• _Excerpted text_

[START]

Relative permittivity data of binary mixtures containing 2-butanol, 2-butanone, and cyclohexane

https://doi.org/10.1016/j.jct.2010.11.009Get rights and content

Abstract

Relative permittivity measurements were made on binary mixtures of (2-butanol + 2-butanone) and (2-butanol or 2-butanone + cyclohexane) for various concentrations at T = (298.2, 308.2, and 318.2) K. Some experimental results are compared with those obtained from theoretical calculations and interpreted in terms of homo- and heterogeneous interactions and structural effects. The molecular dipole moments were determined using Guggenheim–Debye method within the temperature range of (298.2 to 318.2) K. The variations of effective dipole moment and correlation factor, g, with the mole fraction in these materials were investigated using Kirkwood–Frohlich equation. The pure compounds showed a negative and small temperature coefficient of effective dipole moment. In order to obtain valuable information about heterogeneous interaction (interactions between the unlike molecules), the Kirkwood correlation factor, the Bruggeman dielectric factor and the excess permittivity were calculated. In order to predict the permittivity data of polar–apolar binary mixtures, five mixing rules were applied.

Research highlights

► Kirkwood g factor values indicate parallel dipole association for s-BuOH and MEK. ► Heterogeneous interactions are dominant in (s-BuOH + MEK) mixtures. ► Mixing rules predict permittivity of s-BuOH and MEK in nonpolar media acceptably.

Introduction

Static dielectric constant (relative permittivity) of materials is an intrinsic property, which can play an important role in the solution properties. Measurement of relative permittivity has been shown to be a useful technique in characterizing molecular structure, solute–solute, and solvent–solute interactions in solutions [1], [2], [3].

Dielectric studies on the binary mixtures (both polar–polar and polar–apolar) are important for understanding the intermolecular interactions in the mixture due to the dipole–dipole interactions and hydrogen bonding. The dielectric investigations of binary polar liquid mixtures provide valuable information regarding intermolecular interactions and the consequent structural rearrangement of molecules in solution [4], [5], [6], [7], [8], [9]. The heterogeneous and homogeneous interactions in binary mixtures using dielectric measurements have been studied and reported by several investigators [10], [11], [12], [13].

[END]

• _Material provided_
[START]

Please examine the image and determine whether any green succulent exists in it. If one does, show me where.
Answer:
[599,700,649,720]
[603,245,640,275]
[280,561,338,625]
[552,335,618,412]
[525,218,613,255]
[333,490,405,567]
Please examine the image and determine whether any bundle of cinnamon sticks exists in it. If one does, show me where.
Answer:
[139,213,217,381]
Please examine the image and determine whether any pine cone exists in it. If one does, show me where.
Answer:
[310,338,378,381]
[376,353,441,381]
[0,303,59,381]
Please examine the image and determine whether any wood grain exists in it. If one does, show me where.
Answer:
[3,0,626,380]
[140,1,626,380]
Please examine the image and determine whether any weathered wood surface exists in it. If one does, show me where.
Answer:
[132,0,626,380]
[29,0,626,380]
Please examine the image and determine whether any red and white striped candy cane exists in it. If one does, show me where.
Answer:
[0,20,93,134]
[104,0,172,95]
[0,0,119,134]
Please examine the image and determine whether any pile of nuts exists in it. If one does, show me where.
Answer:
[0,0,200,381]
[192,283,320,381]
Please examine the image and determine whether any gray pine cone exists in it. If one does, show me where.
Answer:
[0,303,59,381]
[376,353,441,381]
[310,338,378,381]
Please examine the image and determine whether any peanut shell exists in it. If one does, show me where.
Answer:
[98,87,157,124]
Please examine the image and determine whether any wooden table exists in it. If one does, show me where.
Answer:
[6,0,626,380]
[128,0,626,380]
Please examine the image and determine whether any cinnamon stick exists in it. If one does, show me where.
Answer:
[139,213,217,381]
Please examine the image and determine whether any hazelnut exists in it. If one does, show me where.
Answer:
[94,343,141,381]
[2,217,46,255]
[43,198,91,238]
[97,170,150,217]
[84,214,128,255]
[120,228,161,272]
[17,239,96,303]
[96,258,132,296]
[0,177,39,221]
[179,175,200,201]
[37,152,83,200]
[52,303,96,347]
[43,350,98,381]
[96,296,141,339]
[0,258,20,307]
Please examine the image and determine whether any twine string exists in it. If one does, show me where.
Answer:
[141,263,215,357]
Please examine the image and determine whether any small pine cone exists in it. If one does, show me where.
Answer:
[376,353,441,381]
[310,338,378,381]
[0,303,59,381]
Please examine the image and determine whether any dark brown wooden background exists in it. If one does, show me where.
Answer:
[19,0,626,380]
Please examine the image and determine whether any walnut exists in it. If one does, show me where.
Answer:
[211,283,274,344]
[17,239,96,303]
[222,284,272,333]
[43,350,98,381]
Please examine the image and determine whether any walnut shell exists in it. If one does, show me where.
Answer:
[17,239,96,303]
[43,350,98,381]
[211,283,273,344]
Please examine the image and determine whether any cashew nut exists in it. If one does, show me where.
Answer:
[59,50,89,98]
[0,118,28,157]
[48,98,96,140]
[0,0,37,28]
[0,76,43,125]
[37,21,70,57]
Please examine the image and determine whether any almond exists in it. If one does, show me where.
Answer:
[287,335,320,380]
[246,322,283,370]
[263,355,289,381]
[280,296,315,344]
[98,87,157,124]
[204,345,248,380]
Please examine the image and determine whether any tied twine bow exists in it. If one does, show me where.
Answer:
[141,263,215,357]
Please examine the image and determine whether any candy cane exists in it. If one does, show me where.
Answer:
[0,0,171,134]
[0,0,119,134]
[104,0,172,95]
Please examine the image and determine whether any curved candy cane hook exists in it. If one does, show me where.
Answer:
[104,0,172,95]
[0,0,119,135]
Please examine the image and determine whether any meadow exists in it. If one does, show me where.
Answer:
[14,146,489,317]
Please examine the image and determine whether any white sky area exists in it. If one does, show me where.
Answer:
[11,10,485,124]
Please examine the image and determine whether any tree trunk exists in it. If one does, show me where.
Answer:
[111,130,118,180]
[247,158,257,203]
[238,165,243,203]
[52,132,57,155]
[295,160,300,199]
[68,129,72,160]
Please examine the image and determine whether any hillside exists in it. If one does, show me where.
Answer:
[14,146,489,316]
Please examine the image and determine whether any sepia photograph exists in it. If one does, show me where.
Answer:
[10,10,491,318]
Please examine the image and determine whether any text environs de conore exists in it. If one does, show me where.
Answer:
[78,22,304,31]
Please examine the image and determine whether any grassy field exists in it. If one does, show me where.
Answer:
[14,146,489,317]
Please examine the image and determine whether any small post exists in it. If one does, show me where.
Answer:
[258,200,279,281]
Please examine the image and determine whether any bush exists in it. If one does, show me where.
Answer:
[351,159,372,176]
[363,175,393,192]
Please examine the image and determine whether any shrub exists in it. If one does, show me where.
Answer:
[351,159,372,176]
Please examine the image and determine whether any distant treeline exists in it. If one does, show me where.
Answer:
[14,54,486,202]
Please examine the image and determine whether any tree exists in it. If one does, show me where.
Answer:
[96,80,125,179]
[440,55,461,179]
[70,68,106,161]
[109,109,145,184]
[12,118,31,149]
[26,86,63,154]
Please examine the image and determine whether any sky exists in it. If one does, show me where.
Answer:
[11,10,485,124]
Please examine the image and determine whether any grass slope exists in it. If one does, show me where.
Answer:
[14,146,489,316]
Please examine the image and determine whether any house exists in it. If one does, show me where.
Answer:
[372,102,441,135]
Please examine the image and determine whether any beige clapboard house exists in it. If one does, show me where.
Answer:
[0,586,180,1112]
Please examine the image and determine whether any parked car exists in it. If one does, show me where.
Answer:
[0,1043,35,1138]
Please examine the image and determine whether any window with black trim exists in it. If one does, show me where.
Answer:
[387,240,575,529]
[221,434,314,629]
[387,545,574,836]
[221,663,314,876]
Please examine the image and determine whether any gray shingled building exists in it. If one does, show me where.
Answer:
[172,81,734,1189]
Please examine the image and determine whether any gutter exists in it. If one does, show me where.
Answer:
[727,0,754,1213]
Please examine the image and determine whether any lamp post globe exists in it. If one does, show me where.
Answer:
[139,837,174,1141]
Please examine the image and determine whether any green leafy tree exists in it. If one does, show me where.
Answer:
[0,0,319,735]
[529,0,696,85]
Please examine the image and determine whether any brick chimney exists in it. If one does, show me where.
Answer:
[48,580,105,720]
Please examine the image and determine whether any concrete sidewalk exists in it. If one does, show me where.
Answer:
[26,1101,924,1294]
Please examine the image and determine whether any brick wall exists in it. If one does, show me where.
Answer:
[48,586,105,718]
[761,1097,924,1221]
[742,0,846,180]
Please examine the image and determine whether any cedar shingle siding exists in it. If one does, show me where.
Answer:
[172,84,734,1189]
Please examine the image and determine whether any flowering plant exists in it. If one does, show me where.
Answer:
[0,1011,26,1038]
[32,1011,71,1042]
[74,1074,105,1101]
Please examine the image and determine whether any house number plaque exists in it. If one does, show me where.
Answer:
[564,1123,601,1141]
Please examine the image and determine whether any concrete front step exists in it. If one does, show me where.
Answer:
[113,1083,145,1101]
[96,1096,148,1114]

[END]

• _Task set_
1. In the article on the relative permittivity of binary mixtures, why were the Kirkwood correlation factor, the Bruggeman dielectric factor and the excess permittivity calculated?
2. Carry on writing the article on the relative permittivity of binary mixtures, starting after its last sentence.

• _Results of the exercise_
1. They were calculated to gain information about heterogeneous interaction, meaning the interactions between unlike molecules in the mixtures.

2.
Alcohols are among the most important organic compounds, because they are of central importance to organic chemistry and biochemistry. Due to the presence of the –OH group in the molecule, the solution chemistry of these compounds can be strongly influenced by the intermolecular hydrogen bond formation, which can play an important role in the physical properties of these molecules. Therefore, they have been subject of extensive practical and theoretical investigations to study intermolecular hydrogen bonding [14], [15], [16], [17], [18]. The aliphatic alcohols are excellent H-bond donors/acceptors, and therefore, are strongly associated through intermolecular H-bonding.

On the other hand, ketones are an important class of industrial chemicals with many scientific and industrial applications [14]. These compounds with a carbonyl group (Cdouble bondO) are strongly hydrogen-bond acceptors. The lower molar mass aliphatic ketones are stable, colourless liquids and generally have a pleasant, slightly aromatic odour.

A four carbon branched aliphatic alcohol containing one stereogenic centre, namely, 2-butanol (s-BuOH) is a secondary alcohol. It is a flammable colourless liquid, which is completely miscible in polar organic solvents. One of the most important aliphatic ketones is 2-butanone (namely methyl ethyl ketone, MEK), which is the second most important commercially produced ketone after acetone. The primary use of MEK is as a solvent in processes involving gums, resins, and cellulose acetate. It is also used in the manufacture of plastics, textiles, in the production of paraffin wax, glues, and as a cleaning agent. MEK is a colourless volatile liquid that is soluble in water.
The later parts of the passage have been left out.